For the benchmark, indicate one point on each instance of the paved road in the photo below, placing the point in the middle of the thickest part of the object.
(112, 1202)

++++++++++

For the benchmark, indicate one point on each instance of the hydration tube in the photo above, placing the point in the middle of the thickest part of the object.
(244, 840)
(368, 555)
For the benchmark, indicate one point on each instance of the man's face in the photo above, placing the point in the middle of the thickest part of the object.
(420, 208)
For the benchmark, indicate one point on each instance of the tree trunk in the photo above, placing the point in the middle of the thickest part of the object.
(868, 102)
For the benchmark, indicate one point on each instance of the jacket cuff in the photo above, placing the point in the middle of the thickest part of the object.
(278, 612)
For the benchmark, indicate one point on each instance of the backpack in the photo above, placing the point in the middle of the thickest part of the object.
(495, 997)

++++++++++

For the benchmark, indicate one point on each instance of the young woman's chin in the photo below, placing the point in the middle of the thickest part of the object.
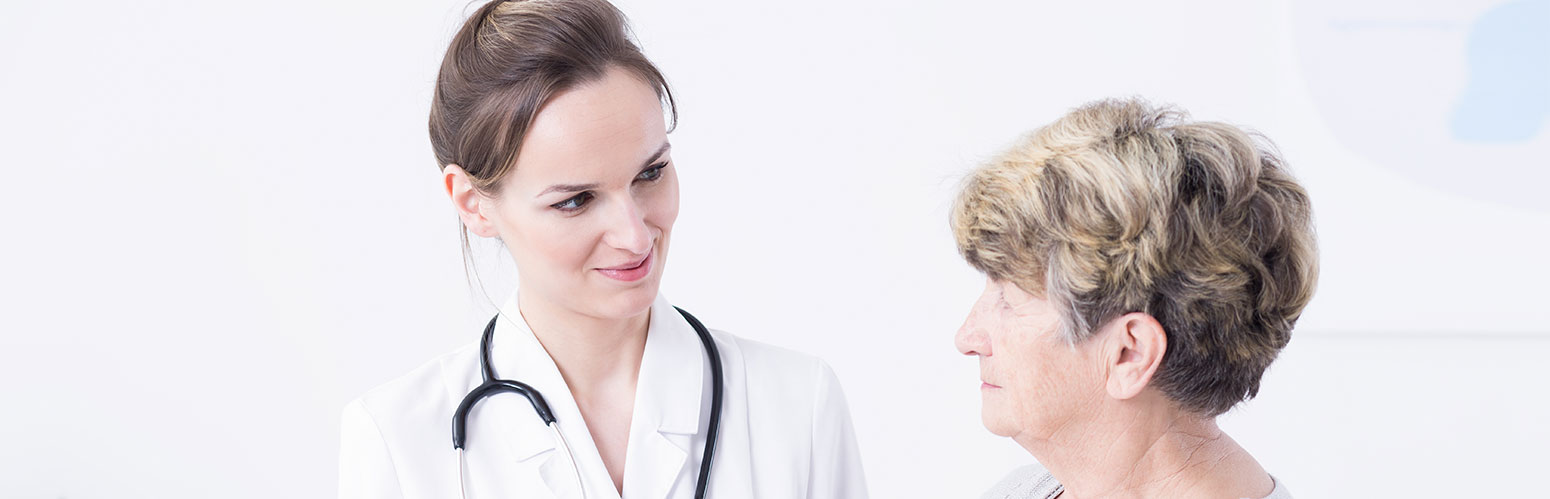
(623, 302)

++++++++++

Problem statement -> Add 38 to every coordinate in the answers and write the items out again. Begin at the line that has "of the paved", stop after the line that has "(112, 1202)", and keep all other lines unchanged.

Task result ->
For the benchmark, indicate one point on each instance of the paved road in the photo below, placing the point in the middle of the thickest part of the object.
(150, 1240)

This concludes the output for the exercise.